• [EXERCISE BRIEF] Please rewrite the records below with "white shorts" changed to "blue shorts" and everything else left as it is. Omit the pictures from your version.
--- begin MATERIAL FOR THIS TASK ---
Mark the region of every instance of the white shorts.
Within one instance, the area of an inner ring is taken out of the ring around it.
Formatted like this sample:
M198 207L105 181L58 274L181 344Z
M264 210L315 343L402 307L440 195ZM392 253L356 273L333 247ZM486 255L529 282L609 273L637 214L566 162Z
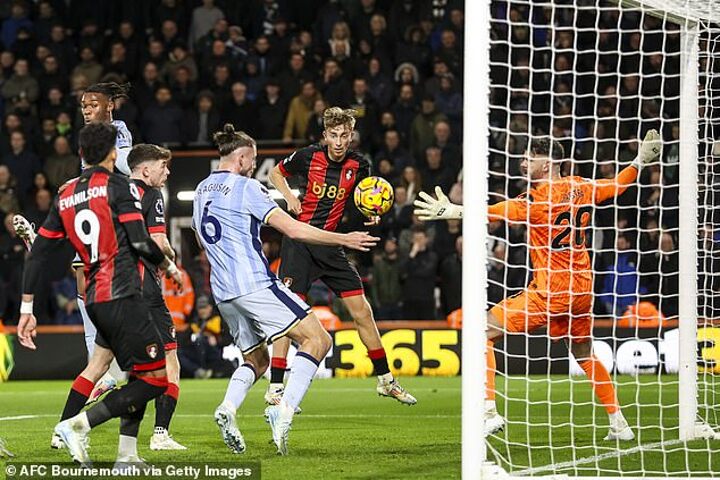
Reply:
M243 355L284 336L311 312L307 303L279 281L220 302L218 310Z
--- end MATERIAL FOR THIS TASK ---
• [EXPECTED OUTPUT]
Mark the region of every instance of the blue shorts.
Within one instance, the area of an inner ring is taken out of the ring around it.
Formatted like this sample:
M198 207L105 181L58 274L181 344Z
M264 210L315 343L402 307L440 195ZM392 253L356 273L333 247ZM486 255L529 282L609 273L637 214L566 162Z
Reply:
M243 355L284 336L311 312L307 303L279 281L220 302L218 310Z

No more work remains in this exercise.